The energy service demands, technology assumptions and resource availability are the same as in the Baseline scenario. The fuel consumption in transport is derived from the Neue Energie Politik (NEP) scenario of the Swiss energy strategy (Prognos 2012), which is compatible with the long-term Swiss target of 1–1.5 t-CO₂ per capita.

The emission reduction trajectory is based on the post-2015 Swiss CO₂ budget, derived from a per capita allocation of the global post-2015 CO₂ budget by using the medium fertility population projections (UN 2017b). Starting from a global post-2015 CO₂ budget of 250 GtC that limits warming to 1.5 °C with 66% probability by assuming adaptive mitigation of non-CO₂ climate drivers (Millar et al. 2017), the Swiss post-2015 budget is about 860 Mt CO₂. The trajectory imposes CO₂ emission reduction targets relative to 1990 of 50% in 2030, 70% in 2040 and 85% in 2050, which have to be achieved domestically and without carbon dioxide removal technologies. The post-2050 Swiss CO₂ budget is then 93 Mt CO_2, and it requires zero emissions by 2085 and cumulative negative emissions of 8 Mt CO₂ thereafter.

The scenario achieves 0.7 t-CO₂ per capita in Switzerland by the year of 2050, which is below than the world average and close to the OECD and EU average in the Beyond 2 °C Scenario (B2DS) of the IEA (IEA 2017). It could be argued that the Low Carbon scenario falls within the Paris Agreement range of ambition.

**ENTRIES:**
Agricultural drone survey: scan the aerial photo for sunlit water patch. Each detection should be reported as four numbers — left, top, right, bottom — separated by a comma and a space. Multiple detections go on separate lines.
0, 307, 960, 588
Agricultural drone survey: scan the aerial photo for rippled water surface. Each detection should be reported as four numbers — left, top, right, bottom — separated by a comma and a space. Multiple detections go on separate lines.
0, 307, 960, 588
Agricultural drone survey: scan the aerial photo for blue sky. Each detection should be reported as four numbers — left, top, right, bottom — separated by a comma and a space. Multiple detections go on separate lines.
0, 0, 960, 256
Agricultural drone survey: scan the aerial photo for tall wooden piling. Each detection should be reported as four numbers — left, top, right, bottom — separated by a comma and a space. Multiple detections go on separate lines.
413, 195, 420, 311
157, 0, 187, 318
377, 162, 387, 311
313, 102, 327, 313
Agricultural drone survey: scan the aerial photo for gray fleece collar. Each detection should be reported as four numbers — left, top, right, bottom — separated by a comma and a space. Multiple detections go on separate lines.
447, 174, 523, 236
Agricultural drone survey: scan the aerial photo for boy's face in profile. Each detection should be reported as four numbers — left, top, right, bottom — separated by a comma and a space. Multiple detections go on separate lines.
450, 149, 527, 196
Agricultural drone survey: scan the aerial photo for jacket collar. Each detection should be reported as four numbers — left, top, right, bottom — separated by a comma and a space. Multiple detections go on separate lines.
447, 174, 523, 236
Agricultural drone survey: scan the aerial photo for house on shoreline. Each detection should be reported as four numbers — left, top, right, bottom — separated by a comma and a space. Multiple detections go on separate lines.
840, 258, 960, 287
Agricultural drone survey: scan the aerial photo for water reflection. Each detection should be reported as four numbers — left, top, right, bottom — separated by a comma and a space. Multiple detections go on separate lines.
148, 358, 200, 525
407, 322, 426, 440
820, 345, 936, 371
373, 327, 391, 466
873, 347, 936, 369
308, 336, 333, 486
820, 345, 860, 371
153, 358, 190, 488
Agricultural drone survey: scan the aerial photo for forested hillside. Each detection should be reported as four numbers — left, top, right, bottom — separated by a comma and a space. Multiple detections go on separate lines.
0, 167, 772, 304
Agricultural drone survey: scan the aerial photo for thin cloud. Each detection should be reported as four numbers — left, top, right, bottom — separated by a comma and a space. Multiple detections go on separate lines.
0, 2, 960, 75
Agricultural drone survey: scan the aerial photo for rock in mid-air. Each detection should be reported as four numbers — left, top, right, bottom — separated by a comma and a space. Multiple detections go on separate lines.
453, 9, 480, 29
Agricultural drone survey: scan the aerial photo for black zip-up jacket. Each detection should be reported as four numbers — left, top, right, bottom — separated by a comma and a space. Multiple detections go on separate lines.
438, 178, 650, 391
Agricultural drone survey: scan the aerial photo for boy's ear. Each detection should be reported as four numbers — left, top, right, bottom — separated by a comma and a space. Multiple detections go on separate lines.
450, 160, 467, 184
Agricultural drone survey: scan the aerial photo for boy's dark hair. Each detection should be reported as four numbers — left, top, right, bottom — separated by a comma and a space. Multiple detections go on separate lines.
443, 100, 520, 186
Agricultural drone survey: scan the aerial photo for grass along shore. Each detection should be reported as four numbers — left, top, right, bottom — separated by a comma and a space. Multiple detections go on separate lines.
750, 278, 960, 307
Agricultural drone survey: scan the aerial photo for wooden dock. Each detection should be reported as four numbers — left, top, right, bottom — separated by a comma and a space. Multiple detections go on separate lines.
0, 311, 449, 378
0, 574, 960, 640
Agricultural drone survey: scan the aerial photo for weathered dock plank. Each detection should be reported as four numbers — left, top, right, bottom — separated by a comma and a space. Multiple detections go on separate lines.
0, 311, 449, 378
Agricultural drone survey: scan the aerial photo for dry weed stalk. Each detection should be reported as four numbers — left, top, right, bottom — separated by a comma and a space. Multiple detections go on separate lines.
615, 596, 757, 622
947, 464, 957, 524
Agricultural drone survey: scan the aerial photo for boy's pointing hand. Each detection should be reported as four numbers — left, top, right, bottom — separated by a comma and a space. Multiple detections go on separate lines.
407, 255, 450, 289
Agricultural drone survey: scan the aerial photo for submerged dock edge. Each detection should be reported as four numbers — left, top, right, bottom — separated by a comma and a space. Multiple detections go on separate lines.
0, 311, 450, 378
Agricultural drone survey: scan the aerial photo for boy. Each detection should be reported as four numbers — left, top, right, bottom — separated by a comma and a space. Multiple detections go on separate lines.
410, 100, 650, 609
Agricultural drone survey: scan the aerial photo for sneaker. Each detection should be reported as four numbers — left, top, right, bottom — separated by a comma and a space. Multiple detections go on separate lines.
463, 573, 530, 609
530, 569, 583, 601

**REQUIRED ACTIONS:**
1) Rewrite the paragraph of the Swiss emissions scenario text that begins "The emission reduction trajectory" as a short bulleted list that keeps its main facts.
2) Reproduce the stretch of the Swiss emissions scenario text from "The scenario achieves" through "range of ambition." word for word.

**RESPONSES TO THE TASKS:**
1)
- The emission reduction trajectory follows the post-2015 Swiss CO₂ budget. That budget comes from a per capita share of the global post-2015 CO₂ budget, based on medium fertility population projections (UN 2017b).
- The global post-2015 budget is 250 GtC. It limits warming to 1.5 °C with 66% probability, assuming adaptive mitigation of non-CO₂ climate drivers (Millar et al. 2017). This gives a Swiss budget of about 860 Mt CO₂.
- Targets for cutting CO₂ emissions relative to 1990:
  - 50% by 2030
  - 70% by 2040
  - 85% by 2050
- These targets must be met domestically and without carbon dioxide removal technologies.
- The post-2050 Swiss budget is 93 Mt CO₂. It requires zero emissions by 2085 and cumulative negative emissions of 8 Mt CO₂ after that.

2)
The scenario achieves 0.7 t-CO₂ per capita in Switzerland by the year of 2050, which is below than the world average and close to the OECD and EU average in the Beyond 2 °C Scenario (B2DS) of the IEA (IEA 2017). It could be argued that the Low Carbon scenario falls within the Paris Agreement range of ambition.